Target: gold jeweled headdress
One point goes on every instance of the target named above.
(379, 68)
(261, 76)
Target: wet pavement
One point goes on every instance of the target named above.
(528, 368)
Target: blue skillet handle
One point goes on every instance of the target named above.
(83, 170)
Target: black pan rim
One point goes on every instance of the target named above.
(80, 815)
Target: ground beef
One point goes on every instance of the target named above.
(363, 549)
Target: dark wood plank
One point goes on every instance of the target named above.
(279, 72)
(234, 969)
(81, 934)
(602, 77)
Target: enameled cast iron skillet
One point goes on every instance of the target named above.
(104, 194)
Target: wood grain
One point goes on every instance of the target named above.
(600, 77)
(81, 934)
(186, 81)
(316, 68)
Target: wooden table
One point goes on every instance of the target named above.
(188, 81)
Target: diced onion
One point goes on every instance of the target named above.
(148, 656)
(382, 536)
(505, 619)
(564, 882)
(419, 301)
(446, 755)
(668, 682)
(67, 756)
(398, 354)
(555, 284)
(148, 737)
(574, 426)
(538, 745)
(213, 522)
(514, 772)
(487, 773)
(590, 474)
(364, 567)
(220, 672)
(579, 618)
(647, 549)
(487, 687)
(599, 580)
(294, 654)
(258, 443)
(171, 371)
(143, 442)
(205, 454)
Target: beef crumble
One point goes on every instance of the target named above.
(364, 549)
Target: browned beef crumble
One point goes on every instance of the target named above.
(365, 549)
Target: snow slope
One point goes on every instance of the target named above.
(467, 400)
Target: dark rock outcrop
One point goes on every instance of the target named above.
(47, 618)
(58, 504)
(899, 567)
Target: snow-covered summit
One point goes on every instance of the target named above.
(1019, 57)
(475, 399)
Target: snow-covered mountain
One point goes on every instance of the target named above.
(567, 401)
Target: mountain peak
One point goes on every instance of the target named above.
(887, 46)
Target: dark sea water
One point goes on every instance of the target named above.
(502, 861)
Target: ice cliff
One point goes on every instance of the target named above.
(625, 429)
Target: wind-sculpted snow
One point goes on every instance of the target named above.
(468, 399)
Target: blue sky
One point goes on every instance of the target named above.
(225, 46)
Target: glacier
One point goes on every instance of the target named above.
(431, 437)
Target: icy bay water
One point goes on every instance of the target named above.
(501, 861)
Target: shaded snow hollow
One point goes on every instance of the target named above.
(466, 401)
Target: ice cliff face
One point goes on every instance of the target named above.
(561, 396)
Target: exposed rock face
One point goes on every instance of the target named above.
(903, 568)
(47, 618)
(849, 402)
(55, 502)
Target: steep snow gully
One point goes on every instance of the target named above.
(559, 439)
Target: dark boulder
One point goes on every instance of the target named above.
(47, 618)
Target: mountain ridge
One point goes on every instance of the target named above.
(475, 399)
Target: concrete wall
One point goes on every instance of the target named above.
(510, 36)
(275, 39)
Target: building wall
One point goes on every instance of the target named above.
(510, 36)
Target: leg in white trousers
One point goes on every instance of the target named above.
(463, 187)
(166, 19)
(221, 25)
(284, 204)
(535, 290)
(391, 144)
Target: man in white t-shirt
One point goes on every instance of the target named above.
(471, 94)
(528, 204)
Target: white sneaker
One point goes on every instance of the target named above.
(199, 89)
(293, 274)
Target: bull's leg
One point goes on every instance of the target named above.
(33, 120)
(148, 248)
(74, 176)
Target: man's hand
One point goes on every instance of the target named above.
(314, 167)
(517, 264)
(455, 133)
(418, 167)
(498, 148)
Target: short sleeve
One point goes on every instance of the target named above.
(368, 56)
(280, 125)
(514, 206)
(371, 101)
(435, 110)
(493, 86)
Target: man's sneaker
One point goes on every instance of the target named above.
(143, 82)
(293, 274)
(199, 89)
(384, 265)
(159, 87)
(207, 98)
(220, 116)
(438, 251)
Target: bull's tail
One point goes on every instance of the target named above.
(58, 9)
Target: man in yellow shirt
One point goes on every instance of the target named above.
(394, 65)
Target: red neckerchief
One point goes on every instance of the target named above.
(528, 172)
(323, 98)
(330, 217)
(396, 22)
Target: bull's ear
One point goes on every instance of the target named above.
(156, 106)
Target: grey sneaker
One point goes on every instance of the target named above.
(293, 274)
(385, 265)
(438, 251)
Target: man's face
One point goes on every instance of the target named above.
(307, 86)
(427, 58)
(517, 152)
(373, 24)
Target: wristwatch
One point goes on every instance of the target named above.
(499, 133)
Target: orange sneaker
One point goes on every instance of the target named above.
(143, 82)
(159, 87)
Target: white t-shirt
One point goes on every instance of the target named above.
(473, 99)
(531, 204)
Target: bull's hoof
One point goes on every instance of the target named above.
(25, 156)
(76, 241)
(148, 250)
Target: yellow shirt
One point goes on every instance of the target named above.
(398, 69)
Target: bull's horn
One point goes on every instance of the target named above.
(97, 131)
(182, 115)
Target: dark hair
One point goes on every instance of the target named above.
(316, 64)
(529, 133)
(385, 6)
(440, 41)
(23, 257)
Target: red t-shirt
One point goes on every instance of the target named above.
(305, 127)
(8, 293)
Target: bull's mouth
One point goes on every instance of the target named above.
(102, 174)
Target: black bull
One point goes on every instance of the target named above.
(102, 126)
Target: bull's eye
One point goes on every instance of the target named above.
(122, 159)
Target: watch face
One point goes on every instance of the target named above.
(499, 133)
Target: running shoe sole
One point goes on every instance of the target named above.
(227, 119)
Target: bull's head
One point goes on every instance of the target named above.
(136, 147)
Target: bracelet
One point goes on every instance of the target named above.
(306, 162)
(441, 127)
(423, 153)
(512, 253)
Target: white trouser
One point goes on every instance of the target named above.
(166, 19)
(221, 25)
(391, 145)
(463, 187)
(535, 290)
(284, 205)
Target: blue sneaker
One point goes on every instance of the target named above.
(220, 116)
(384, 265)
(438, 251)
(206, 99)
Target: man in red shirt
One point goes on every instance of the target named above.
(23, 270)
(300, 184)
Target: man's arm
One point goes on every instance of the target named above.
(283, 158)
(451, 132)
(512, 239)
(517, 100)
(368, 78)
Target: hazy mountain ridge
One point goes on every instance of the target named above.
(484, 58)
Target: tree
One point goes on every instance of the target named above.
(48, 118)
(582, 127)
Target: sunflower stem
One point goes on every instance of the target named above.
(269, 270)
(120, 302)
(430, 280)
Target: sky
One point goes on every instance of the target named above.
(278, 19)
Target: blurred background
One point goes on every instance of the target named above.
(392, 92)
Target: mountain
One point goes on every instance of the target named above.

════════════════

### What you have to do
Line by line, output the listing above without alteration.

### Response area
Target: gold jeweled headdress
One point goes on every instance of the target named above.
(379, 68)
(261, 76)
Target: wet pavement
One point goes on every instance of the target named above.
(528, 368)
Target: blue skillet handle
One point goes on every instance of the target named above.
(83, 170)
Target: black pan rim
One point goes on every instance of the target named above.
(80, 815)
Target: ground beef
One point goes on every instance of the target named above.
(363, 549)
Target: dark wood plank
One point goes on every instance of the target named above.
(279, 72)
(234, 969)
(81, 934)
(602, 77)
Target: enameled cast iron skillet
One point goes on every instance of the target named above.
(104, 194)
Target: wood grain
One point goes on every instance of the target named above.
(600, 77)
(81, 934)
(186, 81)
(316, 68)
Target: wooden table
One point goes on every instance of the target named above.
(188, 81)
Target: diced onion
One point goes on every instance of the target named above.
(148, 656)
(382, 536)
(505, 619)
(564, 882)
(419, 301)
(446, 755)
(668, 682)
(67, 756)
(398, 354)
(555, 284)
(148, 737)
(574, 426)
(538, 745)
(213, 522)
(514, 772)
(487, 773)
(590, 474)
(364, 567)
(220, 672)
(579, 618)
(647, 549)
(487, 687)
(599, 580)
(294, 654)
(258, 443)
(171, 371)
(143, 442)
(205, 454)
Target: beef crumble
One point goes on every instance of the target named above.
(364, 549)
Target: browned beef crumble
One point goes on every instance of the target named above.
(365, 549)
Target: snow slope
One point goes on every instance of the target named above.
(467, 400)
Target: dark rock outcrop
One point goes on every instance of the target named above.
(47, 618)
(58, 504)
(899, 567)
Target: snow-covered summit
One point goes on every instance of the target named above.
(1019, 57)
(475, 399)
Target: snow-covered mountain
One point goes on every instance of the target named above.
(567, 401)
Target: mountain peak
One point goes on every instance of the target named above.
(887, 46)
Target: dark sea water
One point goes on every instance of the target named above.
(502, 861)
Target: ice cliff
One point goes on every instance of the target named above.
(625, 429)
Target: wind-sculpted snow
One point goes on every instance of the target named above.
(468, 399)
Target: blue sky
One point goes on every instance of the target named above.
(225, 46)
Target: glacier
One point goes on every instance of the target named above.
(431, 437)
Target: icy bay water
One point goes on every instance of the target named above.
(501, 861)
Target: shaded snow hollow
One point goes on every instance of the target named above.
(466, 401)
Target: ice cliff face
One point goes on every instance of the target named above.
(561, 396)
Target: exposed rock face
One point goes on every instance of the target named above.
(903, 568)
(47, 618)
(849, 402)
(55, 502)
Target: steep snow gully
One point goes on every instance of the target named above.
(559, 439)
Target: dark boulder
One point goes on every instance of the target named above.
(47, 618)
Target: mountain ridge
One point goes on every instance of the target named above.
(475, 399)
Target: concrete wall
One point goes on every instance of the target named above.
(510, 36)
(275, 39)
Target: building wall
One point goes on every instance of the target named above.
(510, 36)
Target: leg in white trousers
One point goes on every instance of the target named above.
(463, 187)
(166, 19)
(221, 25)
(284, 204)
(535, 290)
(391, 144)
Target: man in white t-shirt
One point goes on every instance of the target named above.
(471, 94)
(528, 204)
Target: white sneaker
One point goes on every instance of the target named above.
(199, 89)
(293, 274)
Target: bull's leg
One point goes on every instance of the target named above.
(33, 120)
(148, 248)
(74, 176)
Target: man's hand
One point goes on every instance of the target named above.
(314, 167)
(517, 264)
(455, 133)
(418, 167)
(498, 148)
Target: short sleeve
One point goes on every instance of the target named above.
(368, 56)
(280, 125)
(514, 206)
(371, 101)
(435, 110)
(493, 86)
Target: man's sneaker
One point goes on every instance of the target named above.
(143, 82)
(293, 274)
(199, 89)
(384, 265)
(159, 87)
(207, 98)
(220, 116)
(438, 251)
Target: bull's tail
One point goes on every instance of the target named above.
(58, 9)
Target: man in yellow shirt
One point goes on every instance of the target named above.
(394, 65)
Target: red neckerchief
One point goes on every instance of the target named above.
(528, 172)
(323, 98)
(330, 217)
(396, 22)
Target: bull's ear
One point goes on every instance of the target named above.
(156, 106)
Target: grey sneaker
One point goes on every instance of the target named above.
(293, 274)
(385, 265)
(438, 251)
Target: man's face
One point goes on every instance of the target named above.
(307, 86)
(427, 58)
(517, 152)
(373, 24)
Target: wristwatch
One point goes on every instance of the target named above.
(499, 133)
Target: orange sneaker
One point goes on every instance of the target named above.
(143, 82)
(159, 87)
Target: white t-shirt
One point goes on every instance of the target named above.
(473, 99)
(531, 204)
Target: bull's hoof
One point goes on every instance of the target named above.
(25, 156)
(76, 241)
(148, 250)
Target: yellow shirt
One point goes on every instance of the target named above.
(398, 69)
Target: bull's horn
One point goes on every instance of the target named above.
(97, 131)
(182, 115)
Target: dark hair
One point goes on every instance of the target named above.
(316, 64)
(529, 133)
(385, 6)
(440, 41)
(23, 257)
Target: red t-shirt
One point goes on every instance of the target named above.
(305, 127)
(8, 293)
Target: bull's mouth
One point goes on every instance of the target named above.
(102, 174)
Target: black bull
One point goes on every instance of the target named above.
(102, 126)
Target: bull's eye
One point goes on every instance of the target named above.
(122, 159)
Target: watch face
One point goes on every instance of the target named above.
(499, 133)
Target: running shoe sole
One point goes on every instance of the target named above.
(227, 119)
Target: bull's head
One point goes on every instance of the target named above.
(136, 147)
Target: bracelet
One point goes on every instance of the target named above.
(306, 162)
(441, 127)
(423, 153)
(512, 253)
Target: white trouser
One point goes on every instance of the target named above.
(166, 19)
(221, 25)
(391, 145)
(463, 187)
(535, 290)
(284, 205)
Target: blue sneaker
One point goes on every instance of the target named above.
(220, 116)
(384, 265)
(438, 251)
(206, 99)
Target: man in red shirt
One point goes on every instance of the target named above.
(23, 270)
(300, 184)
Target: man's arm
One point goes on every instance of the target named above.
(283, 158)
(451, 132)
(512, 239)
(517, 100)
(368, 78)
Target: hazy mountain ridge
One point goes on every instance of the target named above.
(484, 58)
Target: tree
One point goes on every instance of the target named above.
(48, 118)
(582, 127)
Target: sunflower stem
One point goes on every instance of the target named above.
(269, 270)
(120, 302)
(430, 280)
Target: sky
One point goes on every instance of the target named above.
(278, 19)
Target: blurred background
One point goes on every instance of the target named above.
(392, 92)
Target: mountain
One point goes on every instance of the target named above.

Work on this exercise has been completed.